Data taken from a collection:
*****
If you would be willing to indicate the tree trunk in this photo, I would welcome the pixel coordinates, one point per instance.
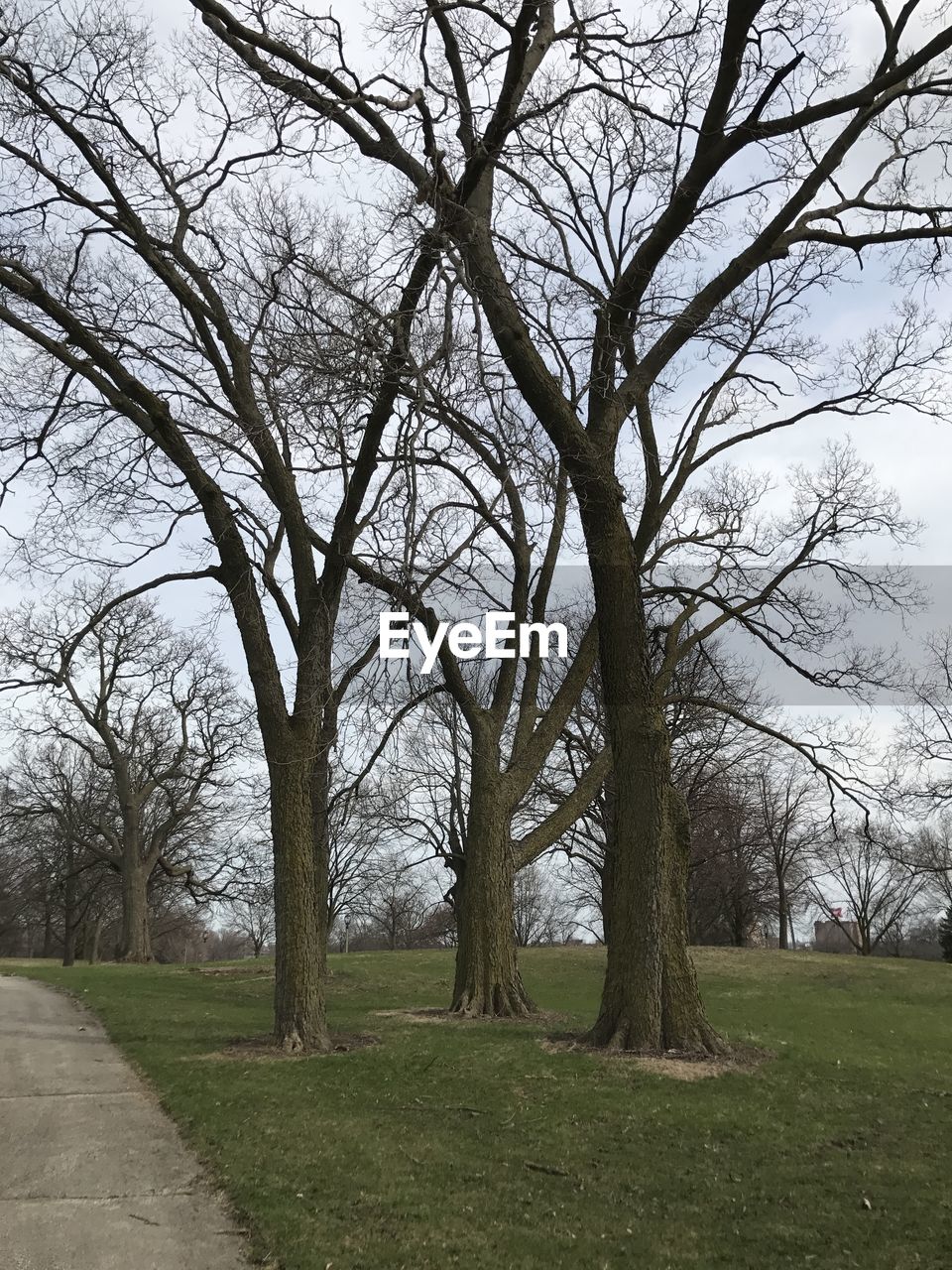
(608, 860)
(682, 1015)
(48, 928)
(651, 1001)
(93, 945)
(298, 786)
(70, 919)
(488, 979)
(783, 915)
(135, 939)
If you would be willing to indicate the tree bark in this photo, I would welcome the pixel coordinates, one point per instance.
(651, 1001)
(299, 902)
(93, 944)
(135, 939)
(68, 905)
(48, 926)
(683, 1017)
(488, 979)
(782, 915)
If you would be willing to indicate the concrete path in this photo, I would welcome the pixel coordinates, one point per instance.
*****
DIRECTIVE:
Scale the rows above by writing every line again, requests included, with each point coordinate in the answers multiplied by 0.45 and rounded to the nearest whole number, halves rounded up. Leave out the pictures.

ANSWER:
If you would be willing to indicate the tree trunk in this photo, I would welcome the pixel coordinates, one point per instance.
(274, 387)
(307, 457)
(22, 418)
(293, 450)
(42, 425)
(134, 354)
(32, 414)
(220, 441)
(352, 412)
(61, 423)
If you would be willing to indicate the tree bark in this photo, I would welcome the pixel coordinates, one point per instance.
(293, 450)
(135, 406)
(42, 425)
(61, 423)
(31, 407)
(22, 417)
(307, 458)
(220, 441)
(352, 412)
If you would be willing to indicate the concrete path in this photo, I would welcome the pixel coordinates, one point per instance.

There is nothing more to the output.